AIM
Which lines in the entries below contain the string "yellow"? Pull out each of those lines in full.

═════ RECORDS FOR PROCESSING

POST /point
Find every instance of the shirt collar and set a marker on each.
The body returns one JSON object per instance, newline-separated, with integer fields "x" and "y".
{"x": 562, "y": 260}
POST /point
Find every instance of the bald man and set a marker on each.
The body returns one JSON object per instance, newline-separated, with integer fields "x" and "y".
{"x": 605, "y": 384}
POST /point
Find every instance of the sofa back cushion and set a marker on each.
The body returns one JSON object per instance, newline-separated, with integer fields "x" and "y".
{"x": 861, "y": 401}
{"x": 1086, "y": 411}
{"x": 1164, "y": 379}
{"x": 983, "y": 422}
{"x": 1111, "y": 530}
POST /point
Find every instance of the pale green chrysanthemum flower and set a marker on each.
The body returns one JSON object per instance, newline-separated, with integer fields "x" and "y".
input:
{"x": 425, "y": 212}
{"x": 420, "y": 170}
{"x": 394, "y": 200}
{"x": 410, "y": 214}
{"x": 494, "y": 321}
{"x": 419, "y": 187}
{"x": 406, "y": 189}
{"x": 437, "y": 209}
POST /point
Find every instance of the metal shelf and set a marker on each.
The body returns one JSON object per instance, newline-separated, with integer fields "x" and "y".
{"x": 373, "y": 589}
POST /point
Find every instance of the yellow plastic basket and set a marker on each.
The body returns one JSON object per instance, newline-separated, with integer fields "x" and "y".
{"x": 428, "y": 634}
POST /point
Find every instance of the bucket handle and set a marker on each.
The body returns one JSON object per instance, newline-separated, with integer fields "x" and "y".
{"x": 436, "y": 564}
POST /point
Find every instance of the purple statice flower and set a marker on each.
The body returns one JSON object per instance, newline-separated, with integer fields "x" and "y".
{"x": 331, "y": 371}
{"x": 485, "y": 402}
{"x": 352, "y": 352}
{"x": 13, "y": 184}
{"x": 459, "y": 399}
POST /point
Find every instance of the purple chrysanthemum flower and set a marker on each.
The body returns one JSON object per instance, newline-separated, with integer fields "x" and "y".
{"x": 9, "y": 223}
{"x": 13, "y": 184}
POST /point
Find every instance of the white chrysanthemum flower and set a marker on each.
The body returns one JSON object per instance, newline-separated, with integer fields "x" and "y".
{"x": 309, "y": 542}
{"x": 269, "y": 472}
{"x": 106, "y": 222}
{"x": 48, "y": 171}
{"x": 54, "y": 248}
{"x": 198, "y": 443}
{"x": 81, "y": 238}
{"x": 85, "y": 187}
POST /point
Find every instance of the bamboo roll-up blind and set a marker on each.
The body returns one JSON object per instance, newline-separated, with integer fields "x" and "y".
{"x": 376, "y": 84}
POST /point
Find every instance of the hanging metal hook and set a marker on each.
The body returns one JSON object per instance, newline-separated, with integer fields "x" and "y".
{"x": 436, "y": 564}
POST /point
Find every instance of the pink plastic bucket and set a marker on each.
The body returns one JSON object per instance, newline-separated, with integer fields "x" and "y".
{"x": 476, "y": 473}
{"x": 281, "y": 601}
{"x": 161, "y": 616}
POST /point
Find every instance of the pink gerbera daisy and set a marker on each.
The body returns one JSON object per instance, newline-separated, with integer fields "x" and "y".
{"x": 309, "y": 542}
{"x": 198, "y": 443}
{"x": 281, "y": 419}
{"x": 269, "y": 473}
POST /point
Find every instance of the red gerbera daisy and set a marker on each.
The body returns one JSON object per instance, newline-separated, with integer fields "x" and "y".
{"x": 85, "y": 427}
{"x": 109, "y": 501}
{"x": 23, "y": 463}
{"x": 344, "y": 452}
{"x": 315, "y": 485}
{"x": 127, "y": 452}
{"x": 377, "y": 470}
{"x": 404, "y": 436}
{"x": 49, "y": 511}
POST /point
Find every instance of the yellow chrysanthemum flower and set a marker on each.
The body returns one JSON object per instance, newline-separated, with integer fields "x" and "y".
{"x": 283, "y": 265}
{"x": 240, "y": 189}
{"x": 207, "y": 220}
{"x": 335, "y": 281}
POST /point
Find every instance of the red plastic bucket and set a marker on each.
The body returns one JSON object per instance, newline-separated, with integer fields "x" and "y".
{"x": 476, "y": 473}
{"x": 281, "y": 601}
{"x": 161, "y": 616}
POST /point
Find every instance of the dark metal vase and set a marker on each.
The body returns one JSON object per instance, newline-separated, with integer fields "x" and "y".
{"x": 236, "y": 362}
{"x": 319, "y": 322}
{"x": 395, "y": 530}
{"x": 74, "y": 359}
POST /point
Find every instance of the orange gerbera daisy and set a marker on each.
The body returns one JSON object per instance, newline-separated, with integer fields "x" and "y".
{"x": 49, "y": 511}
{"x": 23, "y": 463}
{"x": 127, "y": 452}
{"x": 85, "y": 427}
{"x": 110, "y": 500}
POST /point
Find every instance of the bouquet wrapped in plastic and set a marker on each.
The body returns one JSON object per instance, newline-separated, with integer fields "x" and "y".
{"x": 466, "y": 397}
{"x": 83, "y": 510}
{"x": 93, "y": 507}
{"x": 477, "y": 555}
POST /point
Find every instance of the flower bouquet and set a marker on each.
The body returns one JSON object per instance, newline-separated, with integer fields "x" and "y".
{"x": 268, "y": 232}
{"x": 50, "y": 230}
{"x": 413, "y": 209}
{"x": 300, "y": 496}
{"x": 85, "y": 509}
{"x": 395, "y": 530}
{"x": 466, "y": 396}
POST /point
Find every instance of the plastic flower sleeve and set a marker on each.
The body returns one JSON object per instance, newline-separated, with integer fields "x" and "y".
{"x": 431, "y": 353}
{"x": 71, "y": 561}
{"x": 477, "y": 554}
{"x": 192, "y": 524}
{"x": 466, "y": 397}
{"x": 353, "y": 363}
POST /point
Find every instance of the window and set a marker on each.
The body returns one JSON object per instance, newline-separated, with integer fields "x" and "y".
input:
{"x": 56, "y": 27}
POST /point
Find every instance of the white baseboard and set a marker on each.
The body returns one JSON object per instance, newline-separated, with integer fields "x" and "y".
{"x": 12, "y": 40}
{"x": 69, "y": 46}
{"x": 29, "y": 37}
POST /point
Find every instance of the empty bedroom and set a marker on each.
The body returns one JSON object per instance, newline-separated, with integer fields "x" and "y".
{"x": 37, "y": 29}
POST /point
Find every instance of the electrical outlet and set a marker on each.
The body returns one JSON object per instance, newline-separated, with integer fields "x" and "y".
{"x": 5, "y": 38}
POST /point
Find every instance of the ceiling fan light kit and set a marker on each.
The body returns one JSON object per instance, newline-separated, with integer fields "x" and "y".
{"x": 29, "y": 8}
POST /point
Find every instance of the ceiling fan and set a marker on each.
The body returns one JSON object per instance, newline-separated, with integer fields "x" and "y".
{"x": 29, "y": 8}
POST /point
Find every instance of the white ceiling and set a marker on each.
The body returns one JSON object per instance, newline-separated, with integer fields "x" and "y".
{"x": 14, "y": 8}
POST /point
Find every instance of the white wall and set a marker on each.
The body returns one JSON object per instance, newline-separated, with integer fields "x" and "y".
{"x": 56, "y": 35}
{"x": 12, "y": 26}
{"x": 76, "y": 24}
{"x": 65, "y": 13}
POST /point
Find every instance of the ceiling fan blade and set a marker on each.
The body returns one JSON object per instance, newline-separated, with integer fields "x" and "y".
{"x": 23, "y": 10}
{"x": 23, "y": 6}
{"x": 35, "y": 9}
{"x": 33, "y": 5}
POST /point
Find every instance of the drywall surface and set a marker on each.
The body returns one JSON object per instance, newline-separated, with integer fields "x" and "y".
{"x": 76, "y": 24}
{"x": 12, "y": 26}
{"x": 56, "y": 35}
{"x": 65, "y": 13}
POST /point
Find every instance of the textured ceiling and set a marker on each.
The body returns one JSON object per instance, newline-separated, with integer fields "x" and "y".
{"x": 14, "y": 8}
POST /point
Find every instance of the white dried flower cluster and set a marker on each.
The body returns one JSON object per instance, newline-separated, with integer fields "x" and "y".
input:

══════════

COMPLETED TASK
Find every instance of the yellow plastic basket and set a marker on each.
Find every instance of the yellow chrysanthemum flower and set a marker on each.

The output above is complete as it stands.